Stored items
______________________________
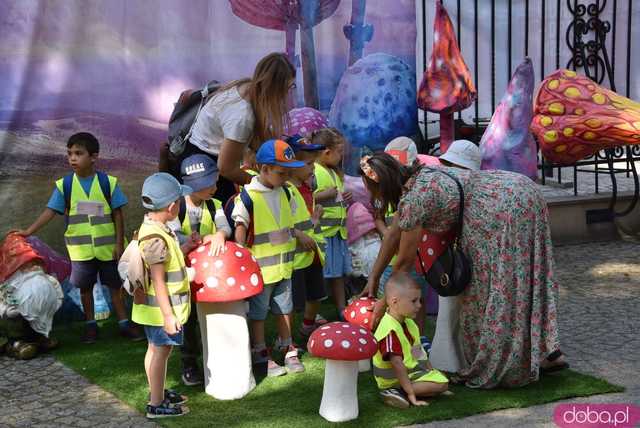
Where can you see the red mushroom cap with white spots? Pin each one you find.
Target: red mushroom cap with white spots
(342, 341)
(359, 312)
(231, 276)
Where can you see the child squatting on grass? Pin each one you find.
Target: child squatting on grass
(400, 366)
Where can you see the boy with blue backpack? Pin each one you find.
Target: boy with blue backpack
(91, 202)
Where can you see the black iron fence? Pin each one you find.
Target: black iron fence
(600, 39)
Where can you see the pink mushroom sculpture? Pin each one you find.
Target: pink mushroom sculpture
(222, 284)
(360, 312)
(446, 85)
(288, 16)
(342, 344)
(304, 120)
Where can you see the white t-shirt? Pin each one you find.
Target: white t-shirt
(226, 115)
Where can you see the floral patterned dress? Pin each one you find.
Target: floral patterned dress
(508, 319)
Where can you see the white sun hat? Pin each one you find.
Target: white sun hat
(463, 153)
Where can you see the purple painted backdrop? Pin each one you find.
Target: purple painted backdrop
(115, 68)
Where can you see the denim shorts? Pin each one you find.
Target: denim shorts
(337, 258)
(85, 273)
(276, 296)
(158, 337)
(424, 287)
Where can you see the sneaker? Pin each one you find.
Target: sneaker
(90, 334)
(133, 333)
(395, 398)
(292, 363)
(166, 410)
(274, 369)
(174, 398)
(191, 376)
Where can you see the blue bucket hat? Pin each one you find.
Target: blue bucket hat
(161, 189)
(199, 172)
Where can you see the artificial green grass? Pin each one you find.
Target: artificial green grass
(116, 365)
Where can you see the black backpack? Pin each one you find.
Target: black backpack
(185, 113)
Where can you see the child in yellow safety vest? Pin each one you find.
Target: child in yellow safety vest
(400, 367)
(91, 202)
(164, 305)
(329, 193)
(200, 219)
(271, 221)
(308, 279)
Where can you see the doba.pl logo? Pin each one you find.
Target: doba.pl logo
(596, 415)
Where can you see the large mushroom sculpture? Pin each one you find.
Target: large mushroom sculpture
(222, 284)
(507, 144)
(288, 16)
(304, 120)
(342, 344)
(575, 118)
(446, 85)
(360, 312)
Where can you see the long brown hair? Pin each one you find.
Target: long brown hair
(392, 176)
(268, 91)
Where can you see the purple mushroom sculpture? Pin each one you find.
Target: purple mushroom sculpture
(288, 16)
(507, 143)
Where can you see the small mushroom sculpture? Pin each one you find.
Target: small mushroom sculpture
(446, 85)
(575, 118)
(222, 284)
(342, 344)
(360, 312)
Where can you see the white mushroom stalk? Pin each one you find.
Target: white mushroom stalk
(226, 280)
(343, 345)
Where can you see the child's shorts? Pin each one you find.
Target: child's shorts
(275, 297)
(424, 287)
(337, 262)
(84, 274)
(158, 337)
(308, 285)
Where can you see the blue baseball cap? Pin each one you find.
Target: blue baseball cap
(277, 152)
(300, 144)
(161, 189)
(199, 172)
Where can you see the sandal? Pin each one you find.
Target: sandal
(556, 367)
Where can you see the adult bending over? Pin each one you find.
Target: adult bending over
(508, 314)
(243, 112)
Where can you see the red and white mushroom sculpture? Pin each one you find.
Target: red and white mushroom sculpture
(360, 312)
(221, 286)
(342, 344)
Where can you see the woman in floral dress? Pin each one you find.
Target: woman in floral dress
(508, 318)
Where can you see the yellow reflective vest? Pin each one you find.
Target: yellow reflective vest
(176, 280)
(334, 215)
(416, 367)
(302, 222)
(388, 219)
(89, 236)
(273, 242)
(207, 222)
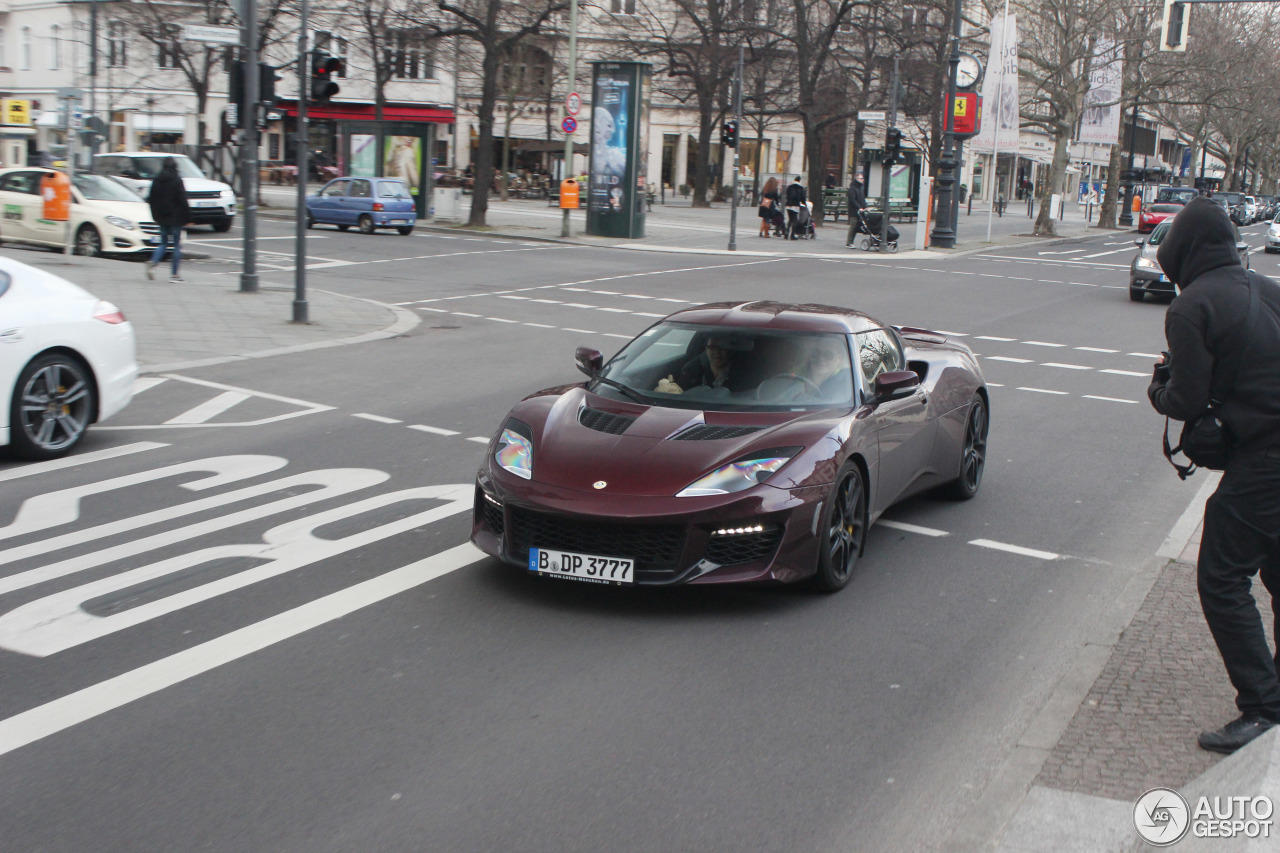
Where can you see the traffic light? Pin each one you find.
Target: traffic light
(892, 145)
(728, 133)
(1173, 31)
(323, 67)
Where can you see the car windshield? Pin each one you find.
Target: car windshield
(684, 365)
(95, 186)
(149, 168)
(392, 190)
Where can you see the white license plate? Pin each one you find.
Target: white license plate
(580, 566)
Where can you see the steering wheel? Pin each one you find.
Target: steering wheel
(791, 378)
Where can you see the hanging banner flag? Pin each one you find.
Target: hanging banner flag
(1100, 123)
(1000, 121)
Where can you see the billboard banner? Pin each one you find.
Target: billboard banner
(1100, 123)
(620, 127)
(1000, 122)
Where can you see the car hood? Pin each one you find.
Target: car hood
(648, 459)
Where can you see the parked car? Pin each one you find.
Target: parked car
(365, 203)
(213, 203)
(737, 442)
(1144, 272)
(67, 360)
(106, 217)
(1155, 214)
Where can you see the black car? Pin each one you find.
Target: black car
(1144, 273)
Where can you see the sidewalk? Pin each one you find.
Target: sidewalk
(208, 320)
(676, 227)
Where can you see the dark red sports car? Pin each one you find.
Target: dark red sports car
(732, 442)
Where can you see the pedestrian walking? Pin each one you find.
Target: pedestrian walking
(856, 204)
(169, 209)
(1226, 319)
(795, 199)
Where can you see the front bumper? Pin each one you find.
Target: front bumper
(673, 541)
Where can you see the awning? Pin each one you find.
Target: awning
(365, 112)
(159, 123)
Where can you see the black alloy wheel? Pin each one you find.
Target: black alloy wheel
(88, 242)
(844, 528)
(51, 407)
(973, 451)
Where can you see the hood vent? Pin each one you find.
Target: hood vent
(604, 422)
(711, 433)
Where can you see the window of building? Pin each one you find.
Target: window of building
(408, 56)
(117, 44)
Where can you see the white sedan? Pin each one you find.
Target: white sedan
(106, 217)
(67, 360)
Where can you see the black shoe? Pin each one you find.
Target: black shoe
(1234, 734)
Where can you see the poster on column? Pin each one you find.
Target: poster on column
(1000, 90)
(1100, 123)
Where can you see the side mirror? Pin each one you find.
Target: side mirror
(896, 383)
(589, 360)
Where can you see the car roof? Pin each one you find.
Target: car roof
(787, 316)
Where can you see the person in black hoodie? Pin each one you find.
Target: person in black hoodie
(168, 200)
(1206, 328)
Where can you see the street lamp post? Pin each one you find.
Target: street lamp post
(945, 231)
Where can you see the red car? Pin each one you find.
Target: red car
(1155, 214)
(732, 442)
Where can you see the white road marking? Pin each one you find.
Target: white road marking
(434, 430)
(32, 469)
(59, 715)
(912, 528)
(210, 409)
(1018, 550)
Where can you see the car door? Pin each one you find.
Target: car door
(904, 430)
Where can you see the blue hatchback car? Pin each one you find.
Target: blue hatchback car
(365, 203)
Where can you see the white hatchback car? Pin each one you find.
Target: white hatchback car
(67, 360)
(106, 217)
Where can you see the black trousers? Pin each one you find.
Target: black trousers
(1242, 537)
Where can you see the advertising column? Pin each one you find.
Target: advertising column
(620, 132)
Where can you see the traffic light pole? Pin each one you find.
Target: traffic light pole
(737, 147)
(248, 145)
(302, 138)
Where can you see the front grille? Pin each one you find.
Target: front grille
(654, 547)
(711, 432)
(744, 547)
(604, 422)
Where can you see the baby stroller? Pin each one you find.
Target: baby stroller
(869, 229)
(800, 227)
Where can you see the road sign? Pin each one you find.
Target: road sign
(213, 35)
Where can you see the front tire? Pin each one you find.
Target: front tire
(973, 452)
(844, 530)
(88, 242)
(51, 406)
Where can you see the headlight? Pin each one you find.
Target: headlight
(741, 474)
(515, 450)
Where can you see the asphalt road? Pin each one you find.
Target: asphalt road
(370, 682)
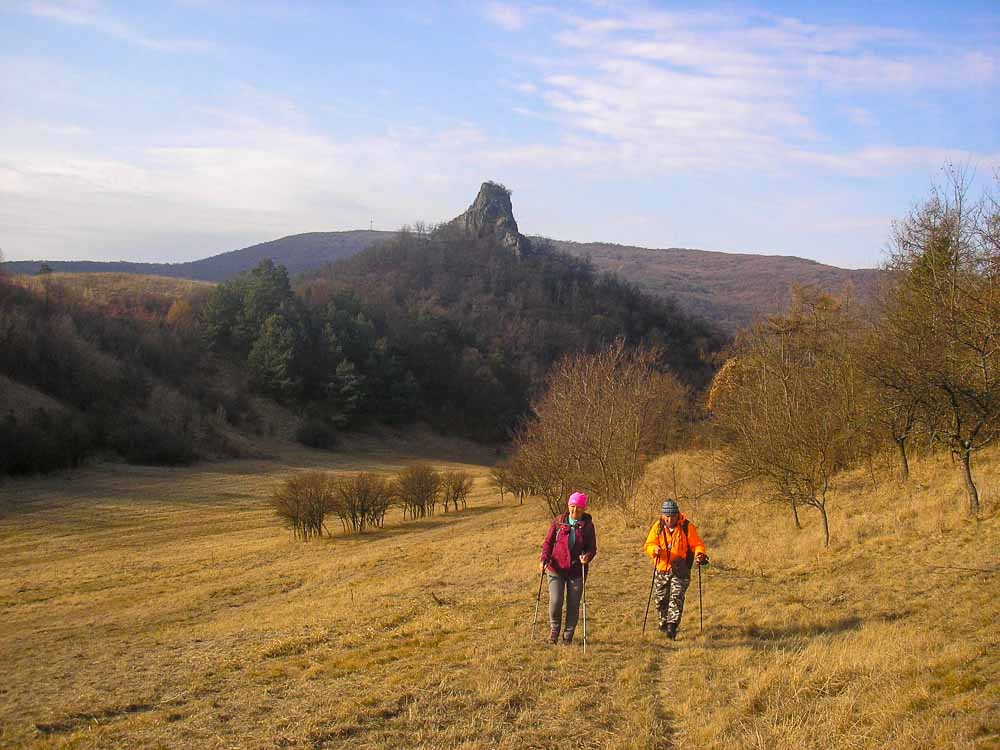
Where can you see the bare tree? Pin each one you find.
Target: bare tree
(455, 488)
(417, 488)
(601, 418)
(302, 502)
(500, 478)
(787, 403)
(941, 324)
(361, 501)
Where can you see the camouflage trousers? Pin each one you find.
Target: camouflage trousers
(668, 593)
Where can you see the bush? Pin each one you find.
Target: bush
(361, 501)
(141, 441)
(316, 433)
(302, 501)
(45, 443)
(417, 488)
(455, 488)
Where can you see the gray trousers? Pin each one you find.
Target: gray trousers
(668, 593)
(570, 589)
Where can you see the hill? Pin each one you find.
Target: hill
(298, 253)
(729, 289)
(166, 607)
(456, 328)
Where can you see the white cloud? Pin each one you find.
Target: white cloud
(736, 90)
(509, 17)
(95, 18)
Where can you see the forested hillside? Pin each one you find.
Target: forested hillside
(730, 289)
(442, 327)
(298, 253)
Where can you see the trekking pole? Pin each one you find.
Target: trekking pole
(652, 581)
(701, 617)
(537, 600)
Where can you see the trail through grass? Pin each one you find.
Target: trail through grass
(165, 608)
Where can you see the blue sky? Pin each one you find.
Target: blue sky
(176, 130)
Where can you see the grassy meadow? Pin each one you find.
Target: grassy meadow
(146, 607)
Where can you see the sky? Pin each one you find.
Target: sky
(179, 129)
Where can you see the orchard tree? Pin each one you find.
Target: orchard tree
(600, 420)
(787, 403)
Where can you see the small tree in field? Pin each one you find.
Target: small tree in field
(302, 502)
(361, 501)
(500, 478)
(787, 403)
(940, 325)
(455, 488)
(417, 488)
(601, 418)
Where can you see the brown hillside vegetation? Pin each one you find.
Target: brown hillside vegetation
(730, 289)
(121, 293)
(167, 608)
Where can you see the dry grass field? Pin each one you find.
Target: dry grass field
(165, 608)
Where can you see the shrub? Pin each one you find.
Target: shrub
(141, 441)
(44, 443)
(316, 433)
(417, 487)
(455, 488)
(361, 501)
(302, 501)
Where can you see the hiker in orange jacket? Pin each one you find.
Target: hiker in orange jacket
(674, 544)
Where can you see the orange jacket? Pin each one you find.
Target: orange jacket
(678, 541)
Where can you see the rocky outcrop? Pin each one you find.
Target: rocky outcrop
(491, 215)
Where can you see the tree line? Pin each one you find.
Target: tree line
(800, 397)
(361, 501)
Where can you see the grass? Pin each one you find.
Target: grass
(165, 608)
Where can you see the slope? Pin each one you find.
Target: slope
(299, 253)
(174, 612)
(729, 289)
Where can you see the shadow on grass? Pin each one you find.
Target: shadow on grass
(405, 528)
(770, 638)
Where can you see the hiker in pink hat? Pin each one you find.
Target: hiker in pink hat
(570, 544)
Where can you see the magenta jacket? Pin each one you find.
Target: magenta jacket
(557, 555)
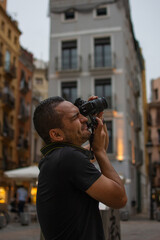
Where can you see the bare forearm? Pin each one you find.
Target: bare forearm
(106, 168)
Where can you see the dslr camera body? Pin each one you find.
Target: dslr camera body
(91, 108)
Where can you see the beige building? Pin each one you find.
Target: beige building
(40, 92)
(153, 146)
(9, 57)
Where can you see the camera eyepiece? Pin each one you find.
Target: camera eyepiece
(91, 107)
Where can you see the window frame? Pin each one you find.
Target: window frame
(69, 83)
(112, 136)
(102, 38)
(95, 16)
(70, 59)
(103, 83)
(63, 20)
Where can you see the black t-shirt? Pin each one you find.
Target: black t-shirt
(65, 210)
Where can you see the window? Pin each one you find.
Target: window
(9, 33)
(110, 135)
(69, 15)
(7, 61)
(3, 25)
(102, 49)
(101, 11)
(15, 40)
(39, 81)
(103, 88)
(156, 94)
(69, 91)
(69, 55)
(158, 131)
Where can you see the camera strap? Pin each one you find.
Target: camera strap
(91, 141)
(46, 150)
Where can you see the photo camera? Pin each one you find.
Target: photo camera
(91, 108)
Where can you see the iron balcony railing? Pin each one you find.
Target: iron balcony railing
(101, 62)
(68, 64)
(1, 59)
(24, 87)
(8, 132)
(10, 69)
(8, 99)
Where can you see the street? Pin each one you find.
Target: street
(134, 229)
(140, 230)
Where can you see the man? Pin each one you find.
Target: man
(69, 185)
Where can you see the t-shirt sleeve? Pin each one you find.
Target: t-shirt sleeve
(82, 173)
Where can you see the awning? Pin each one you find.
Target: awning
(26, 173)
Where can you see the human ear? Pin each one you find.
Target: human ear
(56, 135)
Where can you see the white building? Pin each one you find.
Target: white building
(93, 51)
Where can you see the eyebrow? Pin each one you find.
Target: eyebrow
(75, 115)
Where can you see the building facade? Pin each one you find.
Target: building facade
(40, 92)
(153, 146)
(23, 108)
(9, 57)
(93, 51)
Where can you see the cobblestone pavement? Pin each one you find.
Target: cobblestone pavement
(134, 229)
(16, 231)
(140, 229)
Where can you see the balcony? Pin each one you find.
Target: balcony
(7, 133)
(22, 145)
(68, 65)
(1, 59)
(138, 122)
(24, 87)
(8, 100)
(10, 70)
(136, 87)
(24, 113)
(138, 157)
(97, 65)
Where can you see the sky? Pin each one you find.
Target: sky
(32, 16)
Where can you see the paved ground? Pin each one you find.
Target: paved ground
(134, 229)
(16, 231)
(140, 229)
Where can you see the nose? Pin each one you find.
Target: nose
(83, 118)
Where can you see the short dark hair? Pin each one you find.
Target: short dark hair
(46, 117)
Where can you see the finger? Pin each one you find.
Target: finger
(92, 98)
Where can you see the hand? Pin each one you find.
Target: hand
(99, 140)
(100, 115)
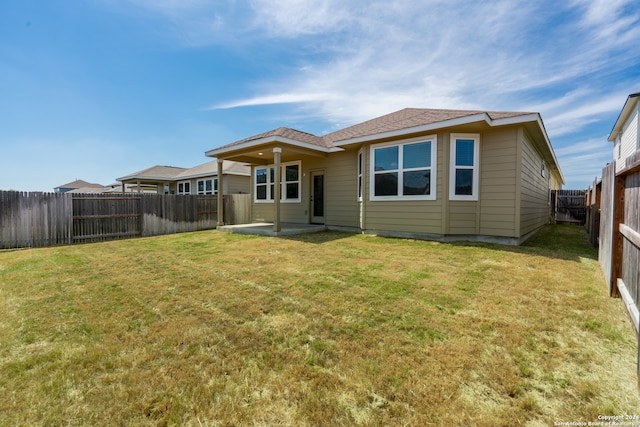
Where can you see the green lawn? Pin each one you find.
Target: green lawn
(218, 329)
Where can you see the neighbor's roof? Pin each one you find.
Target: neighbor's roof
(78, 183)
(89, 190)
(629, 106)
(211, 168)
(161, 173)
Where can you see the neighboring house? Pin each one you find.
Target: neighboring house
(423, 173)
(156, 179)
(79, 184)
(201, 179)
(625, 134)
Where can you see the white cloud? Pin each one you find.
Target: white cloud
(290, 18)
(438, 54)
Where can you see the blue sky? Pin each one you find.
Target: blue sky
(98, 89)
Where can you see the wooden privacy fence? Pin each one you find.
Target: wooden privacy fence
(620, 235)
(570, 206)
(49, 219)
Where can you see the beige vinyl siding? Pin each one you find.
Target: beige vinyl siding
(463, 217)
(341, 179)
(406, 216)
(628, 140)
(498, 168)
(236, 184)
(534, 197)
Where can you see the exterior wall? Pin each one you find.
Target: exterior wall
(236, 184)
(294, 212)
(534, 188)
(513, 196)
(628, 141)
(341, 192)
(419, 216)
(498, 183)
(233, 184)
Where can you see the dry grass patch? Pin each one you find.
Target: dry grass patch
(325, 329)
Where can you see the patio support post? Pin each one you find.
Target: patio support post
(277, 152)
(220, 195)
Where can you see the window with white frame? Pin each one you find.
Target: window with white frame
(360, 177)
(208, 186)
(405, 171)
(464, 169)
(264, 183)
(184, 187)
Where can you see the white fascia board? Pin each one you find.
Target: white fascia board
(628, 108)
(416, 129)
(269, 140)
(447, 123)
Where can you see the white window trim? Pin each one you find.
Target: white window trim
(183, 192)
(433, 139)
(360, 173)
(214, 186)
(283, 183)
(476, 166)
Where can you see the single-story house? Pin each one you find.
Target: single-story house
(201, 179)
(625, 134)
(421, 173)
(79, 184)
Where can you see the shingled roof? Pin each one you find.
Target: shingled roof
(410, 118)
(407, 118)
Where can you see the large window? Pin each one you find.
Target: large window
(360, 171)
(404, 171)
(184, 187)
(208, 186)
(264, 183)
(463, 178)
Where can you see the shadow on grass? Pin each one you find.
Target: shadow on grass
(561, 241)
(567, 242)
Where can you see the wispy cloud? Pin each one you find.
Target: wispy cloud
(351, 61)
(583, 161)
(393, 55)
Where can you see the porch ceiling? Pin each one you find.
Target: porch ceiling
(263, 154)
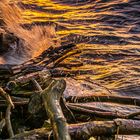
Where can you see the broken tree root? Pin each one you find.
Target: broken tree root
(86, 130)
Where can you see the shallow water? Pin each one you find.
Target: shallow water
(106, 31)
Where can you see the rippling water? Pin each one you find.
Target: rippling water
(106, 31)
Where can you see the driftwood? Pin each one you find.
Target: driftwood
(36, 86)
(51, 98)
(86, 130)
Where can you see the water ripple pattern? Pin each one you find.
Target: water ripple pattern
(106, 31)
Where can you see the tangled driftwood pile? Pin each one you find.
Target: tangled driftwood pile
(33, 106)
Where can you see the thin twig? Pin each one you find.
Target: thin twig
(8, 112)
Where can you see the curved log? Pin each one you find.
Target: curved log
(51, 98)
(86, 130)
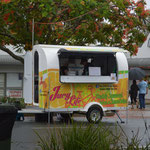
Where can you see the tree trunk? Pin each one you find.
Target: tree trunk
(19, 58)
______________________________
▶ [WHAT NEEDS TO BE DONE] Retype the portion of the data above that starts on the line with "Where can you see the black backpack?" and finishes on the line with "Where can you see the large mushroom", including both of those lines.

▶ [RESPONSE FOR THIS EXERCISE]
Where can you see the black backpack? Pin each one you find.
Target: black backpack
(185, 113)
Where can you see the child in yellow safety vest? Pin each one you find.
Target: child in yellow safety vest
(400, 367)
(91, 202)
(164, 305)
(329, 193)
(200, 219)
(271, 221)
(308, 279)
Where can you see the doba.pl logo? Pin each one you find.
Target: doba.pl logo
(596, 415)
Where can you see the large mushroom sculpture? Pin each one you find.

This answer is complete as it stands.